» Records for processing:
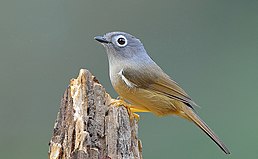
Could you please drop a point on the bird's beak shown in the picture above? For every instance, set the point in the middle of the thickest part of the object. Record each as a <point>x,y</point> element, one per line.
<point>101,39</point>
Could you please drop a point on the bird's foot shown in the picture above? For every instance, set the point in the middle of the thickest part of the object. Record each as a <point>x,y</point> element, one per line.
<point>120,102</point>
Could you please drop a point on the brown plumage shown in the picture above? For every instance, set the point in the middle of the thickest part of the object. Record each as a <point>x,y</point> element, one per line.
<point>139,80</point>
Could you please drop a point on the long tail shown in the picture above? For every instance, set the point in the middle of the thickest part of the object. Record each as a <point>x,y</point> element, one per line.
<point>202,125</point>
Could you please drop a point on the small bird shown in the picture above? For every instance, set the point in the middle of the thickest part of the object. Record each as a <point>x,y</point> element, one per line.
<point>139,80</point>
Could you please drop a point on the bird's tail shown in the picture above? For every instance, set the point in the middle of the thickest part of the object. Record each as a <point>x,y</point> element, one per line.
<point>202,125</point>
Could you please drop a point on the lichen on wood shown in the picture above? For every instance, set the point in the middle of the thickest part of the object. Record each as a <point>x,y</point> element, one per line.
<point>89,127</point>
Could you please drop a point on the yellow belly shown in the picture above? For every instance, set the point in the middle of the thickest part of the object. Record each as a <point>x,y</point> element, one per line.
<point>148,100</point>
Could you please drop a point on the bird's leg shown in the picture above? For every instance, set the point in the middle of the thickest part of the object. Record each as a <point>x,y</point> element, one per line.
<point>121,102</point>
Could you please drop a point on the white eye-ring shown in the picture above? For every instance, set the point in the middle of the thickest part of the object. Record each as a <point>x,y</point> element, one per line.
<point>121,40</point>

» Exercise prompt: Your copy of the entries must be exact and must not include any of their pictures.

» Answer section:
Could you please drop a point on the bird's beak shown in the picture above? For every instance, set the point in the middle of the thickest part of the object. Record each as a <point>x,y</point> element, one per line.
<point>101,39</point>
Could you please drop a point on the bird's foot shown in the picture above? For every instance, set the point in the middle of the thickest part of the object. Record each as a <point>x,y</point> element, one per line.
<point>120,102</point>
Could you please drop a point on the brown plumage shown in the picture above? For every instance, set the point in the middle of the thickest part of the object. Record each as a <point>x,y</point> element, one per line.
<point>139,80</point>
Could you please drop a point on the long tail shown in the picture above? For every instance, set the point in the middle of the thickest part of the object. Record each as a <point>x,y</point> element, one per line.
<point>202,125</point>
Could you please drop a point on the small bird shown in the picture above? For every instance, set the point in the middle of the thickest part of the object. Record each as a <point>x,y</point> element, one per line.
<point>139,80</point>
Could you please drop a point on the bird's tail shown in the picture above? For every instance, set the point in the middle of the thickest part of the object. Record each as a <point>x,y</point> element, one per line.
<point>202,125</point>
Could you please drop a point on the lichen on wood shown in the picture above? For every instance, set the point in the middle of the thickest part of the object. Record each as a <point>x,y</point> element, one per line.
<point>89,127</point>
Could you please drop a point on the yellow belly shown in the picture above? For every instance, set the point in the middle of the thickest part of the object. Record each as a <point>x,y</point> element, one per line.
<point>148,100</point>
Could you please drop a point on the bird's leg shown in the picture above? For every instance, set the point in the middle of the thickest part of the object. Record each as a <point>x,y</point> element, one per line.
<point>121,102</point>
Could you please drop a point on the white eye-ring shown in the picture above? For every instance, set the point in the middle of the thickest part of the object. Record each as a <point>x,y</point> element, one per line.
<point>121,40</point>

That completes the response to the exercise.